| Data supplied |
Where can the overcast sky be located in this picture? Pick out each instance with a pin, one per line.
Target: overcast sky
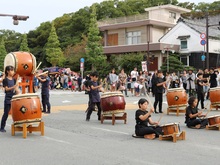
(44, 10)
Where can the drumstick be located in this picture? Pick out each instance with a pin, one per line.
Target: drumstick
(37, 67)
(160, 117)
(42, 73)
(150, 103)
(16, 82)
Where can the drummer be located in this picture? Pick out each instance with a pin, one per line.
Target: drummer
(193, 117)
(11, 88)
(143, 117)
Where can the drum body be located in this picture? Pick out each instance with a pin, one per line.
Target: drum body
(176, 97)
(26, 108)
(112, 102)
(214, 120)
(169, 129)
(214, 94)
(23, 62)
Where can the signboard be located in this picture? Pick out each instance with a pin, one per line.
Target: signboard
(144, 65)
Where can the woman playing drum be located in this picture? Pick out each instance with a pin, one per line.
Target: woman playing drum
(143, 117)
(192, 114)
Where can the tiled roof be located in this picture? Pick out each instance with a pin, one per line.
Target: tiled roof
(199, 25)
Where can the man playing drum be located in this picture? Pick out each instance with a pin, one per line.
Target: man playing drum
(143, 117)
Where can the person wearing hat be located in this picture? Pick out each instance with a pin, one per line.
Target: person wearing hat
(45, 81)
(143, 118)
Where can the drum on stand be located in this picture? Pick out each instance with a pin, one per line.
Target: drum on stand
(26, 108)
(176, 97)
(169, 129)
(23, 62)
(213, 120)
(112, 103)
(214, 94)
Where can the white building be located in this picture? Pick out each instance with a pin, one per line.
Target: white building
(187, 34)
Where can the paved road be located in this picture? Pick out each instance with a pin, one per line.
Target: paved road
(70, 140)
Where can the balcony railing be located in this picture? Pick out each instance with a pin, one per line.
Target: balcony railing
(134, 18)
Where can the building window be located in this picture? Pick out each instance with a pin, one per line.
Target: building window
(172, 15)
(133, 38)
(184, 60)
(183, 44)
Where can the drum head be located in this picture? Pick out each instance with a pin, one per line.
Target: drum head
(175, 89)
(213, 116)
(109, 94)
(10, 60)
(169, 124)
(25, 95)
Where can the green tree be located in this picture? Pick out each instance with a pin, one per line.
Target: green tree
(174, 64)
(54, 54)
(94, 50)
(3, 53)
(24, 44)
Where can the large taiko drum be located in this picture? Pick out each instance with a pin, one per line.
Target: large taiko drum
(214, 120)
(26, 108)
(169, 129)
(23, 62)
(214, 94)
(176, 97)
(112, 102)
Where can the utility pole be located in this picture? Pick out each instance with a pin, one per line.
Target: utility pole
(207, 38)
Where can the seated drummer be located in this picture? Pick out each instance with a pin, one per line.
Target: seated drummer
(143, 117)
(192, 113)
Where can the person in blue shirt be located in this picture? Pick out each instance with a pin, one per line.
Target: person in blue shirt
(45, 81)
(94, 96)
(11, 88)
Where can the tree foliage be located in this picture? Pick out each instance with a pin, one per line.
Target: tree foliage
(54, 54)
(94, 50)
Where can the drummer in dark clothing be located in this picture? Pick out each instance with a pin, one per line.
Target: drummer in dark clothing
(94, 96)
(45, 81)
(143, 117)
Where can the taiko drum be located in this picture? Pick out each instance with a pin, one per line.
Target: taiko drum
(214, 94)
(112, 102)
(176, 97)
(26, 108)
(169, 129)
(214, 120)
(23, 62)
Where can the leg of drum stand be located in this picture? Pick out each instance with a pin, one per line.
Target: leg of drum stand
(174, 138)
(42, 128)
(12, 130)
(113, 119)
(24, 130)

| Prompt |
Reproduce all entries above exactly, minus the images.

| Your solution |
Where can the overcast sky be located in this picture? Pick out each instance with a pin, one per line.
Target: overcast sky
(44, 10)
Where can the drumstick be located in this picture? Pick out each instance with a pin, one per line.
Target: drumstick
(37, 67)
(160, 117)
(42, 73)
(150, 103)
(16, 82)
Where can the drummer be located in this picture? Pick out each instance with a pin, one per line.
Target: drummer
(193, 117)
(11, 88)
(143, 117)
Where can the drum body be located in this picture? Pick out each instance with a pin, one per line.
Target: drum body
(176, 97)
(26, 108)
(112, 102)
(214, 120)
(169, 129)
(214, 94)
(23, 62)
Where can the signboard be located in this picture? Pick out each instance with a pin, one per line.
Target: signboard
(144, 65)
Where can the woman playing drum be located in this picture? Pick out each instance with a pin, one per line.
Target: woman playing drum
(143, 117)
(192, 114)
Where can the tiled roof be located in this picture? Pick out each instance with a pin, one per line.
Target: tiled roof
(199, 25)
Where can the man playing drum be located in this picture? Pick out each instance with a pin, one per line.
Target: man playing drum
(143, 117)
Where can the person wearing hat be located in this picture? Pick out each instance with a pin, one per line.
Target: person wearing hat
(45, 81)
(143, 118)
Where can the drum on stand be located in this picture? Pick out each instance with a pin, one per line.
Target: drum on stand
(26, 108)
(176, 97)
(169, 129)
(23, 62)
(213, 120)
(112, 103)
(214, 94)
Where can the white building be located in this picture? Pick out each instance with a pin, one per line.
Target: white building
(187, 34)
Where can the paved road be located in this picture? Pick out each instance with a pin, one per line.
Target: paved road
(70, 140)
Where can the balcony railing be located in this picture? Pick out each instance with a pin, one per line.
Target: balcony railing
(134, 18)
Where can the building window be located in this picture? Pick out each instance with a pin, one per line.
Target: building window
(172, 15)
(133, 38)
(184, 60)
(183, 44)
Where can the drum head be located in this picture? Pick out each instance with a pin, one per line.
Target: drum head
(175, 89)
(213, 116)
(109, 94)
(10, 60)
(169, 124)
(25, 95)
Where can the green tree be located in this picture? Pick out each instance with a pin, one per line.
Target: green tree
(174, 64)
(54, 54)
(94, 50)
(3, 53)
(24, 44)
Where can the large taiko drum be located in this picture? Pick out each instance with a pin, one per line.
Target: large taiko drum
(214, 120)
(26, 108)
(169, 129)
(23, 62)
(214, 94)
(176, 97)
(112, 102)
Where can the utility pole be located in this picture? Pick out each instance with a pin, one per line.
Target: utility pole
(207, 38)
Where can the seated drummer be located in this picture? Pick out each instance with a pin, one per line.
Target: seated drummer
(143, 117)
(192, 113)
Where can the person in blue shirt be located in this picture? Pick out each instance with a pin, one per line.
Target: person in blue shirt
(45, 81)
(94, 96)
(11, 88)
Where can the tree foliage be located in this picture? Pick out each instance with a pin, one per line.
Target: tree foliage
(54, 54)
(94, 50)
Where can the drummer in dark clothing be located in this picture? Pick out each instance with a pin, one per line.
Target: drummer in dark clothing
(94, 96)
(45, 81)
(143, 117)
Where can the taiko drum be located in this picture? Pick out each instance with a pin, one per line.
Target: taiko drum
(214, 94)
(112, 102)
(176, 97)
(26, 108)
(169, 129)
(214, 120)
(23, 62)
Where can the leg of drum stand be located in this picture? Pick out each instance with a pin, one per line.
Target: leg of drum stand
(174, 138)
(42, 128)
(12, 130)
(113, 119)
(24, 130)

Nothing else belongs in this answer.